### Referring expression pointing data
BEGIN

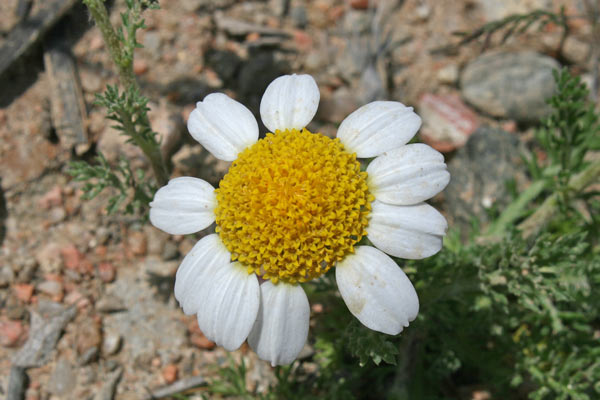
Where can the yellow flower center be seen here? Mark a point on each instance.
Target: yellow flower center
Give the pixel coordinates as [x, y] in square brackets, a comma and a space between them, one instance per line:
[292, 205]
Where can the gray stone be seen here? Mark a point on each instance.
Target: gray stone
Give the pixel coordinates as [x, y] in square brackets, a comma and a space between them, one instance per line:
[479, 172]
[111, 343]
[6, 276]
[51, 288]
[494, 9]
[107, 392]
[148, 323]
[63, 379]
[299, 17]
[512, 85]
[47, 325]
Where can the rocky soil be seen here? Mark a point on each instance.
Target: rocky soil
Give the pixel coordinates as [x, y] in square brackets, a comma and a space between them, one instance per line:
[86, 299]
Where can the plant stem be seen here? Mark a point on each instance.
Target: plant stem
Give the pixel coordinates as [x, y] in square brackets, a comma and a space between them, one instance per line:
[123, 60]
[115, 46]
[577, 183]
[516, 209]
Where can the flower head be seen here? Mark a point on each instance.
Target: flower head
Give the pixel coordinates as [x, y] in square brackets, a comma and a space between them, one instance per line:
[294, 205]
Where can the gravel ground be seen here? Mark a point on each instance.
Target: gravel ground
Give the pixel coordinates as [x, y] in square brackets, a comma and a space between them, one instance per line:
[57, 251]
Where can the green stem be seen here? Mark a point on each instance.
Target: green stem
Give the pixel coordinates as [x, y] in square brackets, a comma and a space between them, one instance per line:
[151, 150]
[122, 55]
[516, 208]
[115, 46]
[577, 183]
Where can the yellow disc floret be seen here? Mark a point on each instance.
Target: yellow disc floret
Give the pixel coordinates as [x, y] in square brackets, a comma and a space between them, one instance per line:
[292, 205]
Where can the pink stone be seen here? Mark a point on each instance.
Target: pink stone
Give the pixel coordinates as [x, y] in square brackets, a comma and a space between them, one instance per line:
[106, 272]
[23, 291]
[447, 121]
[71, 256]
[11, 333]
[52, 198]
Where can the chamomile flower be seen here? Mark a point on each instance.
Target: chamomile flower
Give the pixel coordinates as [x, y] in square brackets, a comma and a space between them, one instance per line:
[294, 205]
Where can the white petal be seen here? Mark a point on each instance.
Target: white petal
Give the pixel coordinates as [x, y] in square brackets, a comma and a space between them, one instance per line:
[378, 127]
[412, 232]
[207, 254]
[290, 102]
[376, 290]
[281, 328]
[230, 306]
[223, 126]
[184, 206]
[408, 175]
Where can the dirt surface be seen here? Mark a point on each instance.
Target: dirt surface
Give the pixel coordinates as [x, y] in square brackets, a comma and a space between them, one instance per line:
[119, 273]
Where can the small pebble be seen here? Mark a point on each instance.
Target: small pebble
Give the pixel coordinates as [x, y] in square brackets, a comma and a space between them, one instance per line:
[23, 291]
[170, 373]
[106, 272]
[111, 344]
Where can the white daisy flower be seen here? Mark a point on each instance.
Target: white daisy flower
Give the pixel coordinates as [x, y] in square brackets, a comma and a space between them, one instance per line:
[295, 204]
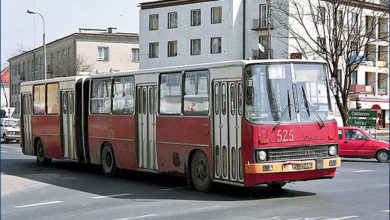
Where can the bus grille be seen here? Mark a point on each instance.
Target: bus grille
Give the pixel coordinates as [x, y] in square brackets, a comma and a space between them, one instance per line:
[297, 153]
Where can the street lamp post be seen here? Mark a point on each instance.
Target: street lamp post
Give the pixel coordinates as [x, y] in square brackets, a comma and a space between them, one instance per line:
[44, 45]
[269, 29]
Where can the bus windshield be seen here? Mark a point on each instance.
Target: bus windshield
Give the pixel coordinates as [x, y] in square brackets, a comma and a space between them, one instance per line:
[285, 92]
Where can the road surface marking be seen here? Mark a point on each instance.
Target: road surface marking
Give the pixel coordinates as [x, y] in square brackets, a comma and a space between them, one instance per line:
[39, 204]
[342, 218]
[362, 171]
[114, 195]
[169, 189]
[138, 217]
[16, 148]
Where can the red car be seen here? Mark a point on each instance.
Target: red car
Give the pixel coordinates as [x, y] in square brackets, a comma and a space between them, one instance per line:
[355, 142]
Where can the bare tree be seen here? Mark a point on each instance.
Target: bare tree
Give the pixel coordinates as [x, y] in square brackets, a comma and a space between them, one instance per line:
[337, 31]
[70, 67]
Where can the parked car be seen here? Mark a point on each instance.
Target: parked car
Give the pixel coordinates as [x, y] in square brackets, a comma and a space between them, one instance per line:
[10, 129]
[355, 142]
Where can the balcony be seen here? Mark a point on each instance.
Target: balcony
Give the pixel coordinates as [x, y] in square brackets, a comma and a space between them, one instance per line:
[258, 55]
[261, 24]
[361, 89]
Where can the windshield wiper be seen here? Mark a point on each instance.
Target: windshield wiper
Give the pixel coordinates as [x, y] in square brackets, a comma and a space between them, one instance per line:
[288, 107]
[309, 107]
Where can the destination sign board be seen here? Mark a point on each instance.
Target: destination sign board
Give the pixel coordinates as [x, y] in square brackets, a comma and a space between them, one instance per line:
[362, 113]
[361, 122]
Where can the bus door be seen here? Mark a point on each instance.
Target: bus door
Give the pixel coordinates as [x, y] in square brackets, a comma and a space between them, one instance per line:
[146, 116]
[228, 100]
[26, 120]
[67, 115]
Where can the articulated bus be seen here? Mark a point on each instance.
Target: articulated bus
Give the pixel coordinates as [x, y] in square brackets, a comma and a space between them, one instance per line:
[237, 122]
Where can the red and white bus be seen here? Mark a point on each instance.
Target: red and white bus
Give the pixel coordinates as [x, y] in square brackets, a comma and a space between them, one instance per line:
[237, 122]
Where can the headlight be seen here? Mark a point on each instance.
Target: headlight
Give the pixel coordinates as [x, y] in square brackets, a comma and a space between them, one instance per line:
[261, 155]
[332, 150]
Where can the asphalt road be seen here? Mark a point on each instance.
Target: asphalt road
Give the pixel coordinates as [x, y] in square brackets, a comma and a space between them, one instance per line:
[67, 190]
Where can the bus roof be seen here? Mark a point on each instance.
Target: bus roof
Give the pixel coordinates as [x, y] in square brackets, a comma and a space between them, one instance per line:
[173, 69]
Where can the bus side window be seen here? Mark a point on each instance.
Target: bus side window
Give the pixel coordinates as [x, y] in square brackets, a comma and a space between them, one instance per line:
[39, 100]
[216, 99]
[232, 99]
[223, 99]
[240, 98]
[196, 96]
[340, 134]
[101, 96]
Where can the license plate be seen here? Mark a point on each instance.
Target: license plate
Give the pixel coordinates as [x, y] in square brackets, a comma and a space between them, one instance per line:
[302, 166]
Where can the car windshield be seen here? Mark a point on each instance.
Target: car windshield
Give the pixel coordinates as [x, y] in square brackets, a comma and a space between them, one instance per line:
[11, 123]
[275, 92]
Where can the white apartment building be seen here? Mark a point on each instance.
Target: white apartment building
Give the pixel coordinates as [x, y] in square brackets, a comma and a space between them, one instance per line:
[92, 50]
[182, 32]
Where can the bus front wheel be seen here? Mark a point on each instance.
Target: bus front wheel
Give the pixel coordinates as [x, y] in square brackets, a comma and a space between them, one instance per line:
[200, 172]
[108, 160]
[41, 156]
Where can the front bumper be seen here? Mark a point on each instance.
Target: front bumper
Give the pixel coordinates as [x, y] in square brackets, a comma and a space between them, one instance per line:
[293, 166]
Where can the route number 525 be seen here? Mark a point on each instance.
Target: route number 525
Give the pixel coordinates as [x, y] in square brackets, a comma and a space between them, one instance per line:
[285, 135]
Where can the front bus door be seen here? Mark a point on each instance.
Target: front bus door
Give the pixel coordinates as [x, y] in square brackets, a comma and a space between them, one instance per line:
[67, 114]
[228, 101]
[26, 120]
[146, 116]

END

### The task
Where the line containing "Where can the front bus" appears, start copying, and go on exactly through the last line of the data.

### Result for this task
Where can the front bus door be seen here? Mark a point on each instance.
Target: front bus door
Give the pixel coordinates as [x, y] in square brackets, a comma and a space between them, one instance per line:
[67, 114]
[228, 101]
[26, 120]
[146, 116]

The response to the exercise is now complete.